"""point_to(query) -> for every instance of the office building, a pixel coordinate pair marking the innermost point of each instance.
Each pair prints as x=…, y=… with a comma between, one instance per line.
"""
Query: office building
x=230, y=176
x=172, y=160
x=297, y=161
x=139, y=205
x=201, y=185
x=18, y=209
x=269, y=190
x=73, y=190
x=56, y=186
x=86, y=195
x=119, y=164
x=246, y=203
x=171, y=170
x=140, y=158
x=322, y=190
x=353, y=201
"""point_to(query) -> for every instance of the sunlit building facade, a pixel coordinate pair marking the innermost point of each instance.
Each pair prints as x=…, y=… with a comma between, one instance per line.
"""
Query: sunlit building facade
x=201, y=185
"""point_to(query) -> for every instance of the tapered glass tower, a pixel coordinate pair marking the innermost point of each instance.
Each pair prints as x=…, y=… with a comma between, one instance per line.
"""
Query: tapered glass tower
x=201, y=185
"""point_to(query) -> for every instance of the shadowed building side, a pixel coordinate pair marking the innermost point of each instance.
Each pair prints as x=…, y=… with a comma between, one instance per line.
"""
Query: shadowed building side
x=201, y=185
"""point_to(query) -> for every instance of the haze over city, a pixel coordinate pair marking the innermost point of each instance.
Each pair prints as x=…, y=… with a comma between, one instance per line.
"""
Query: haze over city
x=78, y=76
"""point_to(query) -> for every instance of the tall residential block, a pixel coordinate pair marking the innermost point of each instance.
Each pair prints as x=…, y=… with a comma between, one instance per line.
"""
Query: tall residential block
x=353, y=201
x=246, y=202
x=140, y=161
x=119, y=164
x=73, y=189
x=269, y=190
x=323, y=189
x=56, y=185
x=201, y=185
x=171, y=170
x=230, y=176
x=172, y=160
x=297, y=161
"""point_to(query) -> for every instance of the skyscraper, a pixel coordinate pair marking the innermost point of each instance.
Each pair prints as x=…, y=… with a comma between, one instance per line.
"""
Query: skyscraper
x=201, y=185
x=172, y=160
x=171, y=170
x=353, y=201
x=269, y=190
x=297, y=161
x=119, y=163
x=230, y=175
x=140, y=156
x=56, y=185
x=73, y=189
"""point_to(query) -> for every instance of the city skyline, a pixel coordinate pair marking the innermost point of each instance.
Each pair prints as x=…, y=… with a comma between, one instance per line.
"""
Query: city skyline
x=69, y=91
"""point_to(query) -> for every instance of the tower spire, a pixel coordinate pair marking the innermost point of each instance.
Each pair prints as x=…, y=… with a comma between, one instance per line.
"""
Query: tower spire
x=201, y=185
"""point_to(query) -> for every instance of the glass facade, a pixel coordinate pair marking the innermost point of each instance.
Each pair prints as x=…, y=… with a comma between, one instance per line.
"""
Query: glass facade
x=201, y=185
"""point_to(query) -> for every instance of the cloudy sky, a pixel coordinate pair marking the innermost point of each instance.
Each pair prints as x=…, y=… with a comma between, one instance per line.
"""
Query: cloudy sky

— Task to complete —
Each record must be repeated exactly as it is.

— Task solution —
"""point_to(query) -> for every instance of the office building, a pixel coordinate pair marking the innermost point of each instance.
Each pair prints as x=…, y=… with a comma between, one instance per line.
"""
Query: office building
x=230, y=176
x=172, y=160
x=297, y=161
x=139, y=205
x=201, y=185
x=18, y=209
x=269, y=190
x=73, y=190
x=56, y=186
x=86, y=195
x=119, y=164
x=246, y=203
x=171, y=170
x=140, y=158
x=322, y=190
x=353, y=201
"""point_to(query) -> for every instance of the sunlit building facade, a pixel coordinate pair marking the innermost point of each instance.
Each pair prints as x=…, y=… with a comma between, one instance per line.
"""
Query: sunlit building facade
x=201, y=185
"""point_to(query) -> for every instance of the tapered glass tower, a pixel coordinate pair marking the innermost point of each instance.
Each pair prints as x=…, y=… with a comma between, one instance per line.
"""
Query: tapered glass tower
x=201, y=185
"""point_to(query) -> for every instance of the shadowed building side, a pixel coordinate pair marking the innermost point of each instance.
Each pair prints as x=…, y=… with a comma between, one instance per line.
"""
Query: shadowed building side
x=201, y=185
"""point_to(query) -> for every instance of the haze over city, a pixel coordinate pair marking the innermost point of each instance.
Each pair prints as x=…, y=… with a comma between, one instance per line.
"""
Query: haze over city
x=78, y=76
"""point_to(query) -> for every instance of the tall residential block, a pixel coordinate pair marking the innermost point of each instance.
Each pair prints as x=…, y=… with a comma between, one instance per line.
"""
Query: tall residential block
x=353, y=201
x=246, y=202
x=140, y=161
x=119, y=164
x=73, y=189
x=269, y=190
x=323, y=189
x=56, y=185
x=201, y=185
x=171, y=170
x=230, y=176
x=172, y=160
x=297, y=161
"""point_to(query) -> for every instance of the skyscraper, a pixel coordinate pair marking the innermost point of each instance.
Each pair prints as x=…, y=… with a comma between, one instance per line.
"""
Query: skyscraper
x=201, y=185
x=172, y=160
x=171, y=170
x=353, y=201
x=269, y=190
x=297, y=161
x=119, y=163
x=230, y=175
x=140, y=156
x=56, y=185
x=73, y=189
"""point_to(query) -> for every instance of the city skyline, a pixel coordinate pair marking the innermost point of each instance.
Each pair prints as x=…, y=… with a comma between, one instance per line.
"""
Query: city skyline
x=69, y=91
"""point_to(query) -> for every instance of the tower spire, a pixel coordinate pair marking the innermost point of each instance.
Each pair prints as x=…, y=… with a comma between, one instance per line.
"""
Query: tower spire
x=201, y=185
"""point_to(query) -> for every instance of the glass facade, a pixel coordinate pair marking the innermost point of each instance.
Each pair prints as x=…, y=… with a comma between, one instance per line.
"""
Query: glass facade
x=201, y=185
"""point_to(query) -> for every instance of the cloudy sky, a pixel coordinate pair marking the innermost point of each instance.
Each pair prints as x=…, y=… with a comma between, one instance per line.
"""
Query: cloudy sky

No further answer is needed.